▶ Description of the task
Please pick out every line in the records below that contains the word "point" and copy each of those lines.

▶ Task data
· · · · ·

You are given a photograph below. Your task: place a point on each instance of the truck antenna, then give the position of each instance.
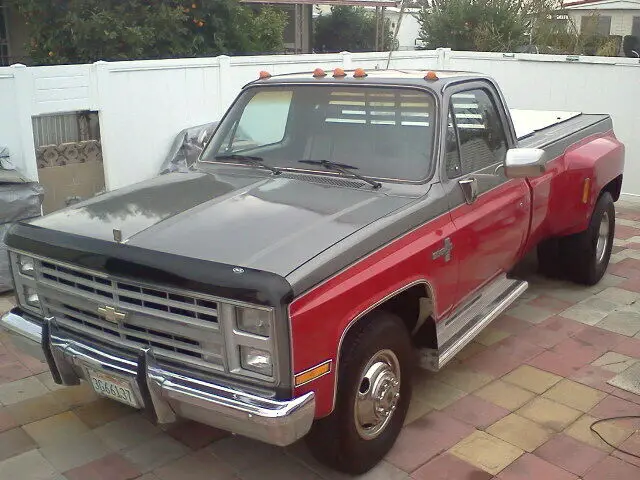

· · · · ·

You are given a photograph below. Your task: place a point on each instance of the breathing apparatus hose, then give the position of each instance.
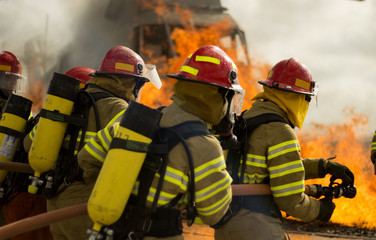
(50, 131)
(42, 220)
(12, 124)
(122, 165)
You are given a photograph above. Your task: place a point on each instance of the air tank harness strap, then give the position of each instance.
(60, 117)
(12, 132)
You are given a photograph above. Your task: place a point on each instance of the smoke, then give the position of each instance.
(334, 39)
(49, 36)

· · · · ·

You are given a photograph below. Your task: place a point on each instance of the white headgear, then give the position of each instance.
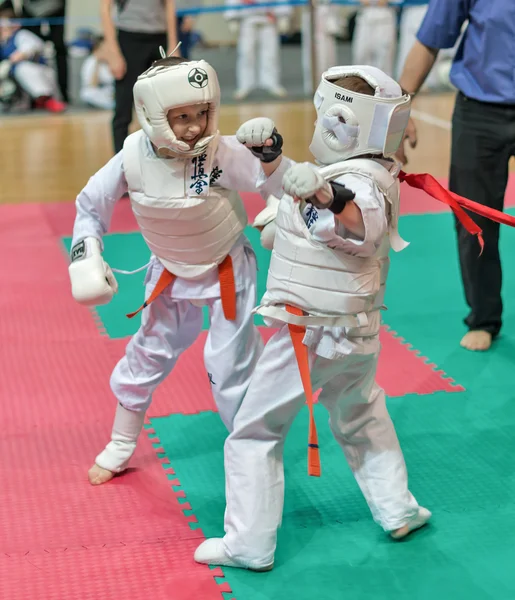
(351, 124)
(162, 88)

· · · · ·

▶ Correct result
You are given a photograph below. Your task: place a point on each instance of the truck antenna, then give the position of each instance.
You are given a photograph below. Your task: place a point on each instance of the breathing apparatus hose, then give the position of each instance.
You are given a photograph above. Your task: place a point on each instance of the air tank harness strap, then give the position of each instance.
You are given a photograph above. Your task: place a point on each instance of the smoke, then give the position of each instance.
You are given a photograph below. Your task: place a point on each instance of the white headgear, then give the position of each instance.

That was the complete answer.